▶ **What is expected**:
Print every line of the data exactly as shown.

(Stored data entries)
---
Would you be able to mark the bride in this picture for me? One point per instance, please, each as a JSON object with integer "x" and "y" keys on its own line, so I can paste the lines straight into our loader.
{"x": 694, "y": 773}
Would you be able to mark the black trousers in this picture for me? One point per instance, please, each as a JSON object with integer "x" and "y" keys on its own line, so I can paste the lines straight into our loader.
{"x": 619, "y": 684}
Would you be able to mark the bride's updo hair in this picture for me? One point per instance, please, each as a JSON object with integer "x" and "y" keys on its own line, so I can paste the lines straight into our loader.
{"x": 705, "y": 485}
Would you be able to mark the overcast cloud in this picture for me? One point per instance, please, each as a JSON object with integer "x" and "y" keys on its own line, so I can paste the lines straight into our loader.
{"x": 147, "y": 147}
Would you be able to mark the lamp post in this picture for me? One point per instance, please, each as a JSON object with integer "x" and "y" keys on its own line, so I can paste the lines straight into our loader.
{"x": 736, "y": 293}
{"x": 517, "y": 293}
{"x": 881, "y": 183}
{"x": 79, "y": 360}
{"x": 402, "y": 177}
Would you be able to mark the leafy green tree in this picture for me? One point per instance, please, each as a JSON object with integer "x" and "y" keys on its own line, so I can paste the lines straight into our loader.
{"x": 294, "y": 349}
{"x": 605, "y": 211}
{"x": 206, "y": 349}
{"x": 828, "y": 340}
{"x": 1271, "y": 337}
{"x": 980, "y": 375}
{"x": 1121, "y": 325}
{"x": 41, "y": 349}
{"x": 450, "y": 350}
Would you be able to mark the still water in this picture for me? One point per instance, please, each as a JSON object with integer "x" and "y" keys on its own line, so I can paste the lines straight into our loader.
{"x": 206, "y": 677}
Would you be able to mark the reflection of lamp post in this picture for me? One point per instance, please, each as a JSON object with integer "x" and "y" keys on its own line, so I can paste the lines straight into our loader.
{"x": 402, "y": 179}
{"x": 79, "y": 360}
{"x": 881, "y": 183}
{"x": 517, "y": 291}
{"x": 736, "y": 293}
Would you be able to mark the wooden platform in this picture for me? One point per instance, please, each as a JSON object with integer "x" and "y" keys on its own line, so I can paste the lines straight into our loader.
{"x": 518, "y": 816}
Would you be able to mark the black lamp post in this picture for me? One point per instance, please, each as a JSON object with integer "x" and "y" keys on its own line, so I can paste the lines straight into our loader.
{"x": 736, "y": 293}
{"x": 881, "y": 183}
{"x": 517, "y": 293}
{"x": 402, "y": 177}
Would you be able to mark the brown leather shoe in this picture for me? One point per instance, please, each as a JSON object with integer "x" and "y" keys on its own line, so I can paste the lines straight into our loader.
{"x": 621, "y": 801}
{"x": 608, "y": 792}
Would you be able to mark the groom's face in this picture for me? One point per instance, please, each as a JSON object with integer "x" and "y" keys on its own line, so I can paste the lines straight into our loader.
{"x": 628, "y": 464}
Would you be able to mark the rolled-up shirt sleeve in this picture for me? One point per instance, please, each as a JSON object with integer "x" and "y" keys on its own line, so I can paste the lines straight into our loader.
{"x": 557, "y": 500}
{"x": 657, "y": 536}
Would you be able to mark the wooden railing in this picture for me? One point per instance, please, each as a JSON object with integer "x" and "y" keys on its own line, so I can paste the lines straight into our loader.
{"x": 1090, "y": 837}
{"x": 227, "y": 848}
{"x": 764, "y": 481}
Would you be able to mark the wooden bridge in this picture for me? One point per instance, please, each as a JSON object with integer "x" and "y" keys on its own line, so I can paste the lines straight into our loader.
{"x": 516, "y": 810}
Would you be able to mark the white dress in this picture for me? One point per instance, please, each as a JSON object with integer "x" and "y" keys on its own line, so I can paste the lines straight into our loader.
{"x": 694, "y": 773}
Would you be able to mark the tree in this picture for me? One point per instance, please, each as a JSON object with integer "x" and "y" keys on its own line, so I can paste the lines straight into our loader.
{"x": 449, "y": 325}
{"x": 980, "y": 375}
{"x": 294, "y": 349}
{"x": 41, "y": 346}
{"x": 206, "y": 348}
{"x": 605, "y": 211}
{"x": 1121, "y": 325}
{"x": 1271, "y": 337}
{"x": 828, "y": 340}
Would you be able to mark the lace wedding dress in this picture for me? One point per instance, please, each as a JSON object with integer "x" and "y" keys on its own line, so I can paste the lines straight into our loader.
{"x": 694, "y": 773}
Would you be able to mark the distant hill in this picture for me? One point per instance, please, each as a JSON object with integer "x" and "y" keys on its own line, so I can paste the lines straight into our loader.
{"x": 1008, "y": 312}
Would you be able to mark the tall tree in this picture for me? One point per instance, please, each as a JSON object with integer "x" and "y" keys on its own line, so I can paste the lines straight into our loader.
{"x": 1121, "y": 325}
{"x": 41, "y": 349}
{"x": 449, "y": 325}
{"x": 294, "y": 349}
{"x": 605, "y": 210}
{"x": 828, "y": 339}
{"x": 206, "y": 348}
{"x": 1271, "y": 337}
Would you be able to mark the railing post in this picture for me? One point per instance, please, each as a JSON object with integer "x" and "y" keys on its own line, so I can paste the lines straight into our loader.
---
▶ **Your solution**:
Would you be able to mark the bride in this picture for me? One point per instance, please, each as a JSON object with integer "x" and "y" keys on its own line, so I can paste the lines straight into our loader.
{"x": 694, "y": 773}
Would you be able to mark the black trousers in this picture for me? One point per instance, please, each as a JSON object with integer "x" and "y" keys on its own line, so I can paste the lines straight into our loader.
{"x": 619, "y": 684}
Would you be able to mark the bride's updo hair in this picture for me? One point per instance, please, each as a JSON object with integer "x" and "y" keys on its own line, so I can paste the lines straight into our loader.
{"x": 705, "y": 485}
Would you be able to mark the overcast cloud in this picture for me? One point per instance, please, each as a JSON object with integer "x" and "y" keys on its own line, so I can paste the lines straight into our loader.
{"x": 147, "y": 147}
Would you be able to mark the lamp post in this picture for me? One point per instance, please, each as a JSON object with integer "x" and "y" keys on its own line, so I can paste the lines straight into our loader.
{"x": 736, "y": 293}
{"x": 517, "y": 293}
{"x": 881, "y": 183}
{"x": 79, "y": 360}
{"x": 402, "y": 177}
Would you be able to mark the leafy green tree in this picture for me? One point per instance, please, each as a JSON object with integer "x" and "y" keys on its own line, so I can paste the lines straight into our loader.
{"x": 294, "y": 349}
{"x": 605, "y": 211}
{"x": 206, "y": 349}
{"x": 828, "y": 340}
{"x": 1271, "y": 337}
{"x": 980, "y": 375}
{"x": 1121, "y": 325}
{"x": 41, "y": 349}
{"x": 450, "y": 350}
Would you be able to mark the still water in this picture for me? One point per instance, please, each as a JSON object with integer "x" and "y" keys on its own line, so I can paste the lines straight into our loader.
{"x": 206, "y": 677}
Would you be able to mark the reflection of lamp post in this picture for me? One point per instance, please, each as a JSON object with integer "x" and "y" keys on its own line, so I can paste the lines straight into our loader.
{"x": 402, "y": 179}
{"x": 79, "y": 360}
{"x": 881, "y": 183}
{"x": 517, "y": 291}
{"x": 736, "y": 293}
Would you be able to mark the wooden platform in this picture for me? One point per instance, please, each as a JSON object with integer "x" and "y" keys on its own line, so I can paste the lines straight into our loader.
{"x": 518, "y": 816}
Would you be able to mark the black lamp post in this picture for me? One point per instance, please, each as a JSON object with integer "x" and "y" keys on its own line, so I can paste the lines straight into our loader.
{"x": 736, "y": 293}
{"x": 881, "y": 183}
{"x": 517, "y": 293}
{"x": 402, "y": 177}
Would you be able to mark the brown leather shoe in this picture for me? One point per instance, please, each as a JSON object with integer "x" and "y" keys on its own line, so I can paste the lines straight into our loader.
{"x": 621, "y": 801}
{"x": 608, "y": 792}
Would you be able to mark the groom's face in this picture for me? One point per instance, please, each as a JSON object with integer "x" and "y" keys on its own line, so I can paste the lines straight into our loader.
{"x": 628, "y": 464}
Would you be able to mark the rolled-up shirt sleeve in this picture for me? One point per instance, please, each as a JSON object with integer "x" and "y" keys on its own line, so I can paste the lines straight into our loader.
{"x": 557, "y": 500}
{"x": 657, "y": 536}
Would you be able to mark the wooden railing in this picture for me? One point per instance, please, each as a JSON object with integer "x" and "y" keys on its own line, so I can paste the lines straight into our loader.
{"x": 1090, "y": 837}
{"x": 227, "y": 848}
{"x": 764, "y": 481}
Would you be able to mark the wooden bridge in this picture for me? One point per instance, please, each as a JSON object with integer "x" and "y" keys on its own line, so I can paste the lines straight into our loader.
{"x": 516, "y": 810}
Would you be able to mark the white dress in this picture for me? One point per instance, please, each as a JSON object with integer "x" and "y" keys on its own line, so I can paste the lines straight into our loader.
{"x": 694, "y": 773}
Would you be able to mark the tree in this picture for me? One point per instance, please, each as a JSON object with integer "x" and "y" keys on its own line, so I can paste the lines straight into our loader.
{"x": 449, "y": 325}
{"x": 980, "y": 375}
{"x": 294, "y": 349}
{"x": 41, "y": 346}
{"x": 206, "y": 348}
{"x": 605, "y": 211}
{"x": 1121, "y": 325}
{"x": 1271, "y": 337}
{"x": 828, "y": 340}
Would you be able to mark the lace wedding dress in this picture for me? One point per instance, please, each as a JSON object with integer "x" and "y" keys on its own line, so I can paste the lines straight into our loader.
{"x": 694, "y": 773}
Would you be able to mark the distant hill in this picture for me? One point per instance, please, each as a JSON object with integer "x" and "y" keys on its own line, so I can paste the lines straight into our loader.
{"x": 1008, "y": 312}
Would you be able to mark the tall tree in this picture for me? One point per instance, please, each as a JSON object with integer "x" and "y" keys on its own line, so I can paste the lines straight into our loader.
{"x": 1121, "y": 325}
{"x": 41, "y": 349}
{"x": 449, "y": 325}
{"x": 294, "y": 349}
{"x": 605, "y": 210}
{"x": 828, "y": 339}
{"x": 206, "y": 348}
{"x": 1271, "y": 337}
Would you be able to mark the railing post in this picture for me? One point per instance, please, each as a JSON object with integer "x" and "y" keys on its own line, so I can paste the lines straight into our loader.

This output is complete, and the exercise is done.